# Stiff and responsive binding 4 and old fart



## Principal (Nov 7, 2010)

OK I am old with a little money to spend, no more than $250. I am thinking I need something stiff and responsive (I am old enough few things are stiff or responsive anymore). I have a NS Heritage 155 and ride hard but not in the park. I like POW and jumps when they are at my level. I think I am partial to canted beds (rode P1.1 last year and loved them), but could be talked out of them. I don't mind last years model or used. My goal is a binding that goes well with my board and riding style. Anyone?


----------



## DrnknZag (Feb 7, 2010)

Ride SPi would be a great option.....


----------



## JoeR (Oct 30, 2010)

Ride SPi Snowboard Bindings - '09/'10 at REI.com

A steal, and they do have canted (Wedgie) footbeds.


----------



## TLN (Sep 7, 2010)

I got 09-10 Ride CAD from geartrade.com for $120 or about. they're used a couple times, but it's ok for me(for that price. Canted footbeds, customizable ankle strap, super resposive. Gonna give em a try soon.
Try to find ride NRC. They're not so stiff as CAD, but got canted footbeds also.


----------



## Suburban Blend (Feb 23, 2008)

*Union Force*



I'm 41 and consider myself a super carver. This is what I've been riding for three years now. No issues what so ever. The base plates have a lifetime warranty, and any Dealer can service the buckles and straps. In three years, I've only had one buckle get jammed up and needed replacing. I think it was from salt and dirt as it happened in the spring time on the last day of the season.


----------



## snowbrdr (Oct 18, 2010)

DrnknZag said:


> Ride SPi would be a great option.....

*THE TASKS*:
1/ Translate this sentence from the snowboard binding thread into Spanish: "My goal is a binding that goes well with my board and riding style."
2/ From the snowboard binding thread, write out word for word the stretch from "# Stiff and" through "(Feb 7, 2010)".

*GIVEN RECORDS*:
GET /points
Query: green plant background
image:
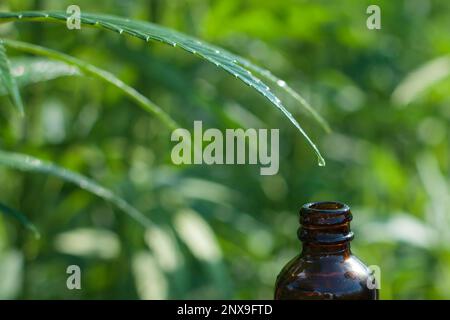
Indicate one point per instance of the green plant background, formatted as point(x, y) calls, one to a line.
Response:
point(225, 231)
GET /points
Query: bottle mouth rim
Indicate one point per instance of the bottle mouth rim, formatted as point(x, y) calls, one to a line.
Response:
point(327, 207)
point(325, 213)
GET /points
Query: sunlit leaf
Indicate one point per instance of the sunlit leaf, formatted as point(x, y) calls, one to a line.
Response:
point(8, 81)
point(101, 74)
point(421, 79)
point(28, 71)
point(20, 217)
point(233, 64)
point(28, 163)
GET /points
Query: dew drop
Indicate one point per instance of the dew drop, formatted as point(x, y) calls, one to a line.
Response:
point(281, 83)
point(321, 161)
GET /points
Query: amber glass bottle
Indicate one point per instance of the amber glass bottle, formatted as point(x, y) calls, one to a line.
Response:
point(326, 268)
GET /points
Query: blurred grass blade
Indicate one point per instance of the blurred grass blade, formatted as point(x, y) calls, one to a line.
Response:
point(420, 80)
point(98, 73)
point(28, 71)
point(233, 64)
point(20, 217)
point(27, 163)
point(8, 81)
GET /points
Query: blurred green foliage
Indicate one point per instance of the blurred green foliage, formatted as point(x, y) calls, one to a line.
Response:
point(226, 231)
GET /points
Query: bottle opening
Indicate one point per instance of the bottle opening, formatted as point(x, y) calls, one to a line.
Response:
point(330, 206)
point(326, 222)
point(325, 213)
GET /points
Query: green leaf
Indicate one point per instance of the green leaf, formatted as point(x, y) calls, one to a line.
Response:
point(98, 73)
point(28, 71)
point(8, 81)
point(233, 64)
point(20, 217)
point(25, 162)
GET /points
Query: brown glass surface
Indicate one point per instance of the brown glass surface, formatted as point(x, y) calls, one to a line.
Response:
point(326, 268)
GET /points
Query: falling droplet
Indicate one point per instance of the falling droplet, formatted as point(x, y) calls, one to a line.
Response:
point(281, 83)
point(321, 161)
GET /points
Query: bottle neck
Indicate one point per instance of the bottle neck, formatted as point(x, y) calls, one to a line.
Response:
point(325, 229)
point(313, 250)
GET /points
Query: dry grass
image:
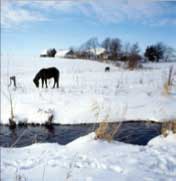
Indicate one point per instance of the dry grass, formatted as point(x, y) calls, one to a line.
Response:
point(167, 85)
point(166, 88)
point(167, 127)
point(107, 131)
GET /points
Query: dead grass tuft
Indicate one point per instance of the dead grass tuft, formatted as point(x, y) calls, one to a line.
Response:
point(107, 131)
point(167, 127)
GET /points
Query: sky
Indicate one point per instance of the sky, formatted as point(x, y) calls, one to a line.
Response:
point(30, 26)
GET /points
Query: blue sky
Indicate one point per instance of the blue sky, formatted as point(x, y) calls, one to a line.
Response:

---

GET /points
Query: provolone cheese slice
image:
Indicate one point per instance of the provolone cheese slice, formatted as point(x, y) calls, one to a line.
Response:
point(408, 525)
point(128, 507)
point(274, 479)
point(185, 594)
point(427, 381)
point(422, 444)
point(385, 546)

*PER-TASK OUTPUTS*:
1/ Mi objetivo es una fijación que combine bien con mi tabla y mi estilo de montar.

2/
# Stiff and responsive binding 4 and old fart



## Principal (Nov 7, 2010)

OK I am old with a little money to spend, no more than $250. I am thinking I need something stiff and responsive (I am old enough few things are stiff or responsive anymore). I have a NS Heritage 155 and ride hard but not in the park. I like POW and jumps when they are at my level. I think I am partial to canted beds (rode P1.1 last year and loved them), but could be talked out of them. I don't mind last years model or used. My goal is a binding that goes well with my board and riding style. Anyone?


----------



## DrnknZag (Feb 7, 2010)